Problem: Carry on the parliamentary debate about the Polish Forces in Britain from the point where it stops.

Source document:
Hon. Members must understand that it is very easy to make propaganda among the Poles in this country. It has only to be said, as the Tories and, unfortun- ately, some Labour Members have said, that the Russians are in control in Poland. Saying that provides all the argument wanted to keep these Poles here. Many of them are very fine working-class lads, but that sort of propaganda provides all the argument wanted for keeping them here and preventing them from going back to their own country. That is because of the terrible hatred of the Russians bred in generation after generation of the Polish people. Just consider the generations who lived under Tsarism. Most of the Poles in this country, or from 90 to 95 per cent. of them, are Catholics, and very devout Catholics. Under Tsarism they not only had political persecution, but they had the most terrible religious persecution. In Scotland, when I was at school, during history lessons we use I to have a couplet about a mother nursing her baby. It ran like this: Hush ye, hush ye, little pet ye, The Black Douglas shall not get thee. In the poorer homes of Scotland there was this great fear of the Black Douglas. But it was as nothing to the fear of Tsarist Russia that existed in the breasts of the Polish people. The children of Poland were nursed into this hatred of Tsarism, and of this political and religious persecution. Therefore, by saying that Poland is being run by Russia, it is easy to arouse prejudice among the Polish Forces. It is a criminal thing to do, but it is being done.

It has been said that we cannot ask these Poles to go back because of the existing conditions in Poland What conditions do exist in Poland? There is a Socialist and Communist Government in Poland; and. of course, the Tories do not like that. The Government in Poland have taken over the land and divided it up among the peasants. Of course, General Anders does not like that, and the noble Lord the Member for South Dorset (Viscount Hinchingbrooke) and his hon. Friends opposite do not like that. When General Anders came back from Italy he gave a Press interview at which he said: "I am not a politician. I am a simple soldier." There are some funny fellows among these simple soldiers. He said: "I am a simple soldier. All I want is to get my stables back." He is very fond of horses, and he wants to get his stables back. But his stables were part of an estate. and the estate was necessary to maintain the stables. All this non-poli- tician wants is to get his estate back, but he cannot get it because the peasants have got it. There is a Socialist and Communist Government there, but it is condemned. The right hon. and learned Attorney-General and the right hon. and learned Member for the West Derby Division of Liverpool (Sir D. Maxwell Fyfe) were in Nuremberg at the trial of the worst criminals amongst the Nazis. The trial lasted month after month, and we are told it was a demonstration of British justice, and the method of applying British justice. Why does not the Minister of State, or the Foreign Secretary and the Front Bench, apply the same method of justice to Poland? Why is it they take information from one side, and one side only? Have they got any evidence from the metal workers' trade union? [Laughter.] Hear them laughing. To these Tories the metal workers are inferior beings. Have they any evidence from the miners' union, from the railwaymen's union, from the dockers' union? No. They have not an iota of evidence from there.

Major Legge-Bonrke

Evidence of what?

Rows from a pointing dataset

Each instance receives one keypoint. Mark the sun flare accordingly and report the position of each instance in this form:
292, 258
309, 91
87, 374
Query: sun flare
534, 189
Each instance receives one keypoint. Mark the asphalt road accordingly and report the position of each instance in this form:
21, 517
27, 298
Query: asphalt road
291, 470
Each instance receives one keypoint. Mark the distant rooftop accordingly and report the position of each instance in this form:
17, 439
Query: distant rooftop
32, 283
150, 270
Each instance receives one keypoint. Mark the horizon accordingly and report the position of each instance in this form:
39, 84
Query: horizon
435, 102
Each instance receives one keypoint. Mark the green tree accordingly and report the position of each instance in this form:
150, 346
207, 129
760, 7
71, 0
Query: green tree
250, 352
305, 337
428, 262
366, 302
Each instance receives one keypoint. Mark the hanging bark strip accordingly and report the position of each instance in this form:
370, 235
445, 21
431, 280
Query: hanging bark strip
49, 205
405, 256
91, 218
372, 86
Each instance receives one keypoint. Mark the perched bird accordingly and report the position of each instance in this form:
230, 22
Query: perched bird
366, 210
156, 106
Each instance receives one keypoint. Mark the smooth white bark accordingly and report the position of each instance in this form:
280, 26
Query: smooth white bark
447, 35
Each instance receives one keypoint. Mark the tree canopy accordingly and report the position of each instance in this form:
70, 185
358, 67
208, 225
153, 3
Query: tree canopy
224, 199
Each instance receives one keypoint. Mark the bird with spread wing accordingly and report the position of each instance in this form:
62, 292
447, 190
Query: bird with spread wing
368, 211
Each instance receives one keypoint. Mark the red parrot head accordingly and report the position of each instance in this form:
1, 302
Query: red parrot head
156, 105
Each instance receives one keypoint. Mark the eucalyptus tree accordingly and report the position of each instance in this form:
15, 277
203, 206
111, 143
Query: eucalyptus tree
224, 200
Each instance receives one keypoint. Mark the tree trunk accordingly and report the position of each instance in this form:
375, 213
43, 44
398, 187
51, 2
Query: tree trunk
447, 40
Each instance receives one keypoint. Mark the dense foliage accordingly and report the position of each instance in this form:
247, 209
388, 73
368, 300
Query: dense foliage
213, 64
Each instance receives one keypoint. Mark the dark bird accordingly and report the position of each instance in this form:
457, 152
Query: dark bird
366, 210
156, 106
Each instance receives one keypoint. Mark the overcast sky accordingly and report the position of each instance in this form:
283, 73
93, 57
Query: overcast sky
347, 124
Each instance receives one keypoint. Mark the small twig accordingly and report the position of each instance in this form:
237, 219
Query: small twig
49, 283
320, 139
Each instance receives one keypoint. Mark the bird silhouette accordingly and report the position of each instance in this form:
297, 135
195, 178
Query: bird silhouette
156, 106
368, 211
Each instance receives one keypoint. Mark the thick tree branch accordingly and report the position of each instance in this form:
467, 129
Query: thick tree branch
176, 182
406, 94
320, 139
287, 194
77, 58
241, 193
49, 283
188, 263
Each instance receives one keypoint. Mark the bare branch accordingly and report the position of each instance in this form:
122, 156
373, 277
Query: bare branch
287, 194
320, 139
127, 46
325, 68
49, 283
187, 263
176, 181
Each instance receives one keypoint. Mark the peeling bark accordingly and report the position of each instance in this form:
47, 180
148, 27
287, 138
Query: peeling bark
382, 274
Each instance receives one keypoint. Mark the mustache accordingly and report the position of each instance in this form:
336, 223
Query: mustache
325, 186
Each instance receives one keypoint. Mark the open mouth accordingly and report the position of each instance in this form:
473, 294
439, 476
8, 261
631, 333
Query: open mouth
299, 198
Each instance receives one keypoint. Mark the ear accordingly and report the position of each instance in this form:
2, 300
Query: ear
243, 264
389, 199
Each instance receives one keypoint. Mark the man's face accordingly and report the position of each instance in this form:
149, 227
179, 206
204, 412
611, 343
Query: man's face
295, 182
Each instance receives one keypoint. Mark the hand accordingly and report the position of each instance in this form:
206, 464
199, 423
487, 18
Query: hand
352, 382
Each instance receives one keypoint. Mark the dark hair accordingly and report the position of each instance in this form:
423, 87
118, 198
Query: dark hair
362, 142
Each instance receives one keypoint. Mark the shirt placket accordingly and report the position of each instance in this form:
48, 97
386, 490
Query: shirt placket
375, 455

Reply:
Mr. Gallacher

All their evidence comes from the representatives of the old ruling class in Poland—or from the Press of this country; and the Press go to Poland with instructions. [HON. MEMBERS: "No"] Oh, yes, they do. I ask the Minister of State what were the instructions which were given to him in this country, the instructions from the "Daily Express," at an Ayrshire by-election? They were to report only Conservative meetings and to interview only the Conservative candidate, and not to mention the Labour Party or the Labour Party's meetings.

The Minister of State (Mr. McNeil)

I do not see that this has much to do with the Bill, but since I have been mentioned, may I say that I have never had such instructions in my life, and that if I had had such instructions I should have taken them to my trade union?

Mr. Speaker

I quite agree with the right hon. Gentleman. I have been wondering for some time what this has to do with the Bill.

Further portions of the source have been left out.